> **Records**:
-- Begin --

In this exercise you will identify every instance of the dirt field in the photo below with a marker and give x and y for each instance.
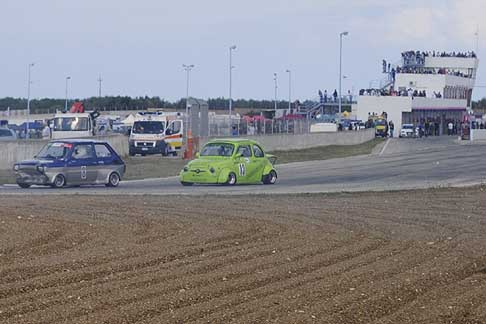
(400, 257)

-- End --
-- Begin --

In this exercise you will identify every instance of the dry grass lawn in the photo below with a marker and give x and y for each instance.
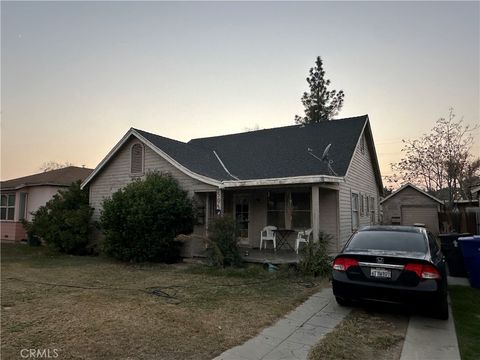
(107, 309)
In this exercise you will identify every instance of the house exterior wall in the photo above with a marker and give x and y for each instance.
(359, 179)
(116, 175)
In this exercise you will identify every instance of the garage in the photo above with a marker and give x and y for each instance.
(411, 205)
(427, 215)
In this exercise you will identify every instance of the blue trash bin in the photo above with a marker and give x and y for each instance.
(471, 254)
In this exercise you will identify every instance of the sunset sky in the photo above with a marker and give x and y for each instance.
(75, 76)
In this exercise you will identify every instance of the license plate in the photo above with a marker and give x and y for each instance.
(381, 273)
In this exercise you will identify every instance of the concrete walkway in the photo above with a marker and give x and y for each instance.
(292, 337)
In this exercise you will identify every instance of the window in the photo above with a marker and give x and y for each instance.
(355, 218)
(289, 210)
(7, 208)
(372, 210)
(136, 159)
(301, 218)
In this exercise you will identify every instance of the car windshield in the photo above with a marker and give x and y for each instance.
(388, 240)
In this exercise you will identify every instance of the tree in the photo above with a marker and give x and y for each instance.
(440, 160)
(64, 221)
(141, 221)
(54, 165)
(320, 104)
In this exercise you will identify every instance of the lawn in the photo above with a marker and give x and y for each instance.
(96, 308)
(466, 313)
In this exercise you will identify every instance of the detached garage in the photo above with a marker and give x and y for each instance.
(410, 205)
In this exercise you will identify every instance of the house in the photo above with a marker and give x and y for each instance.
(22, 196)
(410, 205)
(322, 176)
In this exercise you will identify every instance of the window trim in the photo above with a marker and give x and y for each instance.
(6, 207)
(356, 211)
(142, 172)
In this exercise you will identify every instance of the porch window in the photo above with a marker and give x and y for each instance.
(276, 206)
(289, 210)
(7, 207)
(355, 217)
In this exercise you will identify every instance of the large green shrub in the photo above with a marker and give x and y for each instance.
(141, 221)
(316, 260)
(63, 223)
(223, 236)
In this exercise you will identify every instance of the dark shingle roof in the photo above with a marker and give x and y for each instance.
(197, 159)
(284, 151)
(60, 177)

-- End --

> **Written exercise**:
From the listing above, extract each line that contains the word "garage". Case counts, so uppercase and lowercase letters are treated as different.

> **The solution**:
In this exercise you will identify every instance of the garage in the photo above with a marker and give x and y for each instance.
In this exercise you will identify every instance of the detached garage in the photo above with a marker and give x and y for each instance.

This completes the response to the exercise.